**Dokumentauszug**
06.12.2007

Zum Abschluss des Münchner Festivals der Filmhochschulen

NOW EVERYBODY SEEMS TO BE HAPPY
Now Everybody Seems To Be Happy

Alltagsvollzug

Von Axel Timo Purr

Nicht anders als beim Wein haben auch die Abschluss­jahr­gänge an den inter­na­tio­nalen Film­hoch­schulen ihre beson­deren Noten, ist es immer wieder absehbar, ob gesell­schafl­ti­ches- und wirt­schaft­li­ches Schön­wet­ter­klima geherrscht hat oder erodie­rende Werte­sys­teme zu psycho­genen Film­land­schaften trans­for­miert worden sind.

Das Besondere am gegen­wär­tigen Jahrgang, dessen Auslese auf dem eben zu Ende gegan­genen Festival der Film­hoch­schulen in München präsen­tiert wurde, ist ein faszi­nie­render, aber auch ernüch­ternder Hang zum ausdrück­lich nicht Beson­deren, zum ungewollt Unspek­ta­kulären, zum Alltags­vollzug.

Besonders deutlich läßt sich diese Tendenz am Preis­träger zum besten Film des dies­jäh­rigen Festivals ablesen, dem argen­ti­ni­schen Now Everybody Seems To Be Happy, einer zwan­zig­mi­nü­tigen Variation über das Loli­ta­thema. Der 43-jährige Roberto, Professor von Beruf, brennt mit der 14-jährigen Carmen durch. Auf dem uner­klärten Weg ins Nirgendwo des von Rinder­herden und wort­kargen Menschen bevöl­kerten argen­ti­ni­schen wilden Westens erdrückt allein schon die schiere Alltäg­lich­keit des stun­den­langen Umher­fah­rens die Perspek­tive dieser Beziehung. Weder findet das Paar ein gemein­sames Thema zum Reden, noch funk­tio­niert das Binde­mittel Sex. Nicht einmal die Musik aus dem Radio kittet die Anta­go­nismen; Lolita ist zu jung, um die Musik des Profes­sors auch nur zu kennen geschweige denn sie zu genießen. Genervt verbietet sie ihm schließ­lich den Sound­track seines Lebens. So ist es alles andere als über­ra­schend, dass ihre erste Nacht auf der Flucht auch ihre letzte ist. Die Festnahme Robertos am nächsten Morgen durch die Polizei kommt einer Erlösung gleich, zum ersten und einzigen Mal lächelt Roberto.

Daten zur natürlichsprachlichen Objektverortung
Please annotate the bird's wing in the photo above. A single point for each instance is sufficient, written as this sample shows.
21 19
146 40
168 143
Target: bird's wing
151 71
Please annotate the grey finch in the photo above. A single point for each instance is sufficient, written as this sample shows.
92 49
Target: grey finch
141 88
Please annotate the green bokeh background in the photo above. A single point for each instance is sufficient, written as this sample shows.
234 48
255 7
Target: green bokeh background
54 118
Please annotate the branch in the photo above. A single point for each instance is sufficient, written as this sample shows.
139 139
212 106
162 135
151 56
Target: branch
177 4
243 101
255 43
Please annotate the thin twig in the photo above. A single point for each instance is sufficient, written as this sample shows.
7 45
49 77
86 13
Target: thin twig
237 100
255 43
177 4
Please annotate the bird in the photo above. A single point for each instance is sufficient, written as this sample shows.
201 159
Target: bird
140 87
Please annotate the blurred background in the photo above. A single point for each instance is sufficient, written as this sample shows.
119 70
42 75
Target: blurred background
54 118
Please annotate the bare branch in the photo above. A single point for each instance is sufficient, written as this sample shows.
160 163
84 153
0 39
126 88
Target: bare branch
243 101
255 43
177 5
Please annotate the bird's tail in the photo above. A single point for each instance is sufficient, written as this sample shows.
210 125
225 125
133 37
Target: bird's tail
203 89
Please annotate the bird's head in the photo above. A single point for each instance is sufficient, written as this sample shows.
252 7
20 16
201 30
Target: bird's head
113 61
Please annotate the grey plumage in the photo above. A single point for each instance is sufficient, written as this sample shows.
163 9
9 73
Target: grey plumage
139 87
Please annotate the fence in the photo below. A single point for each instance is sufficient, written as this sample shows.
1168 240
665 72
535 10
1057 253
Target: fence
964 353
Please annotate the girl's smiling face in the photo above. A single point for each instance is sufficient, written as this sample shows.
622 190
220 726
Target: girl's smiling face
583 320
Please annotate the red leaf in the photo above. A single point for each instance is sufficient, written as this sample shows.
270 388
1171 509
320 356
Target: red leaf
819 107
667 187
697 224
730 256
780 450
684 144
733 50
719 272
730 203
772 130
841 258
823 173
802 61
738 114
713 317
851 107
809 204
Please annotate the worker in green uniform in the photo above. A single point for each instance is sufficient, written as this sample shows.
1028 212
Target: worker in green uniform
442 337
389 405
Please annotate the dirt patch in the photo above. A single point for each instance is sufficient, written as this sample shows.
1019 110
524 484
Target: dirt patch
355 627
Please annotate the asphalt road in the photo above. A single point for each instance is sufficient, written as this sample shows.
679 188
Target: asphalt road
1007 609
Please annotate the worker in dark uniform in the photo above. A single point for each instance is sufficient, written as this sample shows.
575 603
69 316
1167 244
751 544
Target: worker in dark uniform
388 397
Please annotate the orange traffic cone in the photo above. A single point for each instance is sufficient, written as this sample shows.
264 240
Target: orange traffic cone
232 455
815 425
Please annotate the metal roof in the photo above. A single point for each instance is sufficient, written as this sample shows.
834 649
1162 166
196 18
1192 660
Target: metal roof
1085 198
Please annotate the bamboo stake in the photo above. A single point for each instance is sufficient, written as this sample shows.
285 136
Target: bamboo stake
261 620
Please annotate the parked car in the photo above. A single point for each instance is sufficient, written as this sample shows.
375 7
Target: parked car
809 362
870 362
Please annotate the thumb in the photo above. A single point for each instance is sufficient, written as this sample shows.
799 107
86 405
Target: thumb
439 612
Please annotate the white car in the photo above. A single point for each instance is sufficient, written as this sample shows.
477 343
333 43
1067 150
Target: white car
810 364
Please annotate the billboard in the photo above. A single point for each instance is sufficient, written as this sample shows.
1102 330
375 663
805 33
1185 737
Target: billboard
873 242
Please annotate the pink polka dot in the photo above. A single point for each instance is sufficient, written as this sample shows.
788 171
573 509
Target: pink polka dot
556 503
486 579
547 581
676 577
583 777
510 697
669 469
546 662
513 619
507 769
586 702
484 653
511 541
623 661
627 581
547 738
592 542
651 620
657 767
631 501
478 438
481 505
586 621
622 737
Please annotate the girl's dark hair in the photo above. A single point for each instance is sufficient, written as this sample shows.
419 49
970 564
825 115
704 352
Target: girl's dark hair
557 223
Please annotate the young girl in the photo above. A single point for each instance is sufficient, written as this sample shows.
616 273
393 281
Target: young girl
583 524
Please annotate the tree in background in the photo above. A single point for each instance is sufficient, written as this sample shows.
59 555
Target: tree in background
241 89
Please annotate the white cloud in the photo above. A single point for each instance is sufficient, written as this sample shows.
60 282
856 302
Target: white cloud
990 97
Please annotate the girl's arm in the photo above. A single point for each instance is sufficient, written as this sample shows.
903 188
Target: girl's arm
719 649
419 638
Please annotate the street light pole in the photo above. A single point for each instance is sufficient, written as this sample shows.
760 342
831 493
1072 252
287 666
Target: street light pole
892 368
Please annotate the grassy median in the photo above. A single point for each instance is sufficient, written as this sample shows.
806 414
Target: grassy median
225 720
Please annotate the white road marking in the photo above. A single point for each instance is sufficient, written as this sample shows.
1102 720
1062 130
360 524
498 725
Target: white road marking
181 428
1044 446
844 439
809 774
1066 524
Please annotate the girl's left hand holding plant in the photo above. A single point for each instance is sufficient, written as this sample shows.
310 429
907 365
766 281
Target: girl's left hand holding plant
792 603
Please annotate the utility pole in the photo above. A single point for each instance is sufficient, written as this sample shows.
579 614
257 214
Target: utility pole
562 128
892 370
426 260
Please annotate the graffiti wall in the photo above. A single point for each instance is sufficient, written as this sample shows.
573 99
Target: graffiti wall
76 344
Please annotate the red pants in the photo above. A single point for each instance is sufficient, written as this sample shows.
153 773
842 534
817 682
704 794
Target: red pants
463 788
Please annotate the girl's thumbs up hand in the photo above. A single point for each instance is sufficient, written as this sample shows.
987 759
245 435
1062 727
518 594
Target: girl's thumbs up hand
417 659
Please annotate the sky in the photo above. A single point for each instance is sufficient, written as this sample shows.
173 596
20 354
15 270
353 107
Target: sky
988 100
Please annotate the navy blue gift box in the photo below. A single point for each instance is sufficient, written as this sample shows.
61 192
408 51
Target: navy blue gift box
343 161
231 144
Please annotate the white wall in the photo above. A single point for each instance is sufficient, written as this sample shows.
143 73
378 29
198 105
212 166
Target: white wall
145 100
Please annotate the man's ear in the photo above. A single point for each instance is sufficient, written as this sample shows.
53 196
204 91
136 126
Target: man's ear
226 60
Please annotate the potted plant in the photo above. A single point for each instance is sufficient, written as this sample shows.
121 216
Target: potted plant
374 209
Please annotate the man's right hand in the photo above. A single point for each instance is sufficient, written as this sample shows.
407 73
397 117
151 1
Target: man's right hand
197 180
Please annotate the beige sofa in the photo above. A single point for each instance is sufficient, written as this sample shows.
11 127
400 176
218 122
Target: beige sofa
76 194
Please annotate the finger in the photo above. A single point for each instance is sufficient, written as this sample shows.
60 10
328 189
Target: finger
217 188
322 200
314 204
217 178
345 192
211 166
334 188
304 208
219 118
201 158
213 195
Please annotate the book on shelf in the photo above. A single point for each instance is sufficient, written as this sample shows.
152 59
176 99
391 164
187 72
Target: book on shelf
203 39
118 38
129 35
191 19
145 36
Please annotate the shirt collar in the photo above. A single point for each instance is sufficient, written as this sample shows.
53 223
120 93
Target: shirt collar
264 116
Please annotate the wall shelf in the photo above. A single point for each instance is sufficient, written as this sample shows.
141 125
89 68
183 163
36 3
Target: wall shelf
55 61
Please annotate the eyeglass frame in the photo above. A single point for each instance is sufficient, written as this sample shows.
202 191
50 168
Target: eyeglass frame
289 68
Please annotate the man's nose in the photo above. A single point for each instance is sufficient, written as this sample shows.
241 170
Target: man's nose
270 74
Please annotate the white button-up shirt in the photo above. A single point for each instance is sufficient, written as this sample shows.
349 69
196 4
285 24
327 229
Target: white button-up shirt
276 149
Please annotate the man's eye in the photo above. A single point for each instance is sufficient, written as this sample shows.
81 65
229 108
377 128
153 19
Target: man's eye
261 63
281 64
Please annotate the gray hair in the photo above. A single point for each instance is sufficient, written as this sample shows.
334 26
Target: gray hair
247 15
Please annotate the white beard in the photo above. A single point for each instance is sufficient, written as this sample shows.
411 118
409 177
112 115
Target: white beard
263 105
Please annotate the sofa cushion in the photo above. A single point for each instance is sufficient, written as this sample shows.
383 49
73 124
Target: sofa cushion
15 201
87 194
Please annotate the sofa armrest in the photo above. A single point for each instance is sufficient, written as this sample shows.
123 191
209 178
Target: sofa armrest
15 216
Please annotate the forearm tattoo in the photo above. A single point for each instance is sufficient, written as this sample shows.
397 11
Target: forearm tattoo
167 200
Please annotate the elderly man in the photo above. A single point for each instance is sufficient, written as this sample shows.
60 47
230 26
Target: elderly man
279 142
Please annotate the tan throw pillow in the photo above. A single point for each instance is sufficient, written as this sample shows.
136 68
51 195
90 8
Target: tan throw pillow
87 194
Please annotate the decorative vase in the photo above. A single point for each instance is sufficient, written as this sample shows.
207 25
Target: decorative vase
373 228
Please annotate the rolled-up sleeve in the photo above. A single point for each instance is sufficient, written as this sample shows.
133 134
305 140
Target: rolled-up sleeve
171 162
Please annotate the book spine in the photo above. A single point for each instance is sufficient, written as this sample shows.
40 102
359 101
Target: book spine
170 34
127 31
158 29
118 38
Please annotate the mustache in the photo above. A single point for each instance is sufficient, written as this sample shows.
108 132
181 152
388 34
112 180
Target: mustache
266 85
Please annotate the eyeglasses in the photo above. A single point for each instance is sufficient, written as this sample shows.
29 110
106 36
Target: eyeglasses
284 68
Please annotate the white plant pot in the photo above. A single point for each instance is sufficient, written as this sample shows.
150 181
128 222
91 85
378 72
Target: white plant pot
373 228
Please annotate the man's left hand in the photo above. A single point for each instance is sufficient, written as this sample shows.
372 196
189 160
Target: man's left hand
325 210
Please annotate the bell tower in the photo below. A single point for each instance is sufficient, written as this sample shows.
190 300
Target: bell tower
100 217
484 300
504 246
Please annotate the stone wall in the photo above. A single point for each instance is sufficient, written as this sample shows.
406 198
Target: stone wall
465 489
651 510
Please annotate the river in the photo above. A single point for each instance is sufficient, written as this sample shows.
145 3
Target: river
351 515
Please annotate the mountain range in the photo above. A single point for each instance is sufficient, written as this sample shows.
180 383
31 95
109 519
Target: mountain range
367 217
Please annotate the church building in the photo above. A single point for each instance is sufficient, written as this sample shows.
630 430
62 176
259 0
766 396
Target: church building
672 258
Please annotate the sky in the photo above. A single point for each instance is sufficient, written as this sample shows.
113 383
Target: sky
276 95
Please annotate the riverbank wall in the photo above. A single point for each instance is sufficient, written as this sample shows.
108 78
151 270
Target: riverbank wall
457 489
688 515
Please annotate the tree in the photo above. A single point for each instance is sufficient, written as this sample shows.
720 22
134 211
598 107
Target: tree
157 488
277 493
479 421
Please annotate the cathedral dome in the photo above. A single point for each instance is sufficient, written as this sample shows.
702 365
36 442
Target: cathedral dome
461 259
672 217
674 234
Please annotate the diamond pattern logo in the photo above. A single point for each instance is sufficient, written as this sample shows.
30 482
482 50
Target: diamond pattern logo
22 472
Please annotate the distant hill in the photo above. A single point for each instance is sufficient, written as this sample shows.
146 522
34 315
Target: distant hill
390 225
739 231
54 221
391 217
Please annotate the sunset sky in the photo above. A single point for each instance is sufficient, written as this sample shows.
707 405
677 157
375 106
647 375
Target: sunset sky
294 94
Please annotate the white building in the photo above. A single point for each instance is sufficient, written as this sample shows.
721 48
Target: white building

**Arbeitsauftrag 1**
Welchen Beruf übt Roberto in dem preisgekrönten Film laut dem Festivalbericht aus?
**Arbeitsauftrag 2**
Geben Sie den Festivalbericht ab der Stelle mit „Nicht anders als“ bis einschließlich „Unspek­ta­kulären, zum Alltags­vollzug.“ wortgetreu wieder.

**Lösung 1**
Roberto ist Professor.

**Lösung 2**
Nicht anders als beim Wein haben auch die Abschluss­jahr­gänge an den inter­na­tio­nalen Film­hoch­schulen ihre beson­deren Noten, ist es immer wieder absehbar, ob gesell­schafl­ti­ches- und wirt­schaft­li­ches Schön­wet­ter­klima geherrscht hat oder erodie­rende Werte­sys­teme zu psycho­genen Film­land­schaften trans­for­miert worden sind.

Das Besondere am gegen­wär­tigen Jahrgang, dessen Auslese auf dem eben zu Ende gegan­genen Festival der Film­hoch­schulen in München präsen­tiert wurde, ist ein faszi­nie­render, aber auch ernüch­ternder Hang zum ausdrück­lich nicht Beson­deren, zum ungewollt Unspek­ta­kulären, zum Alltags­vollzug.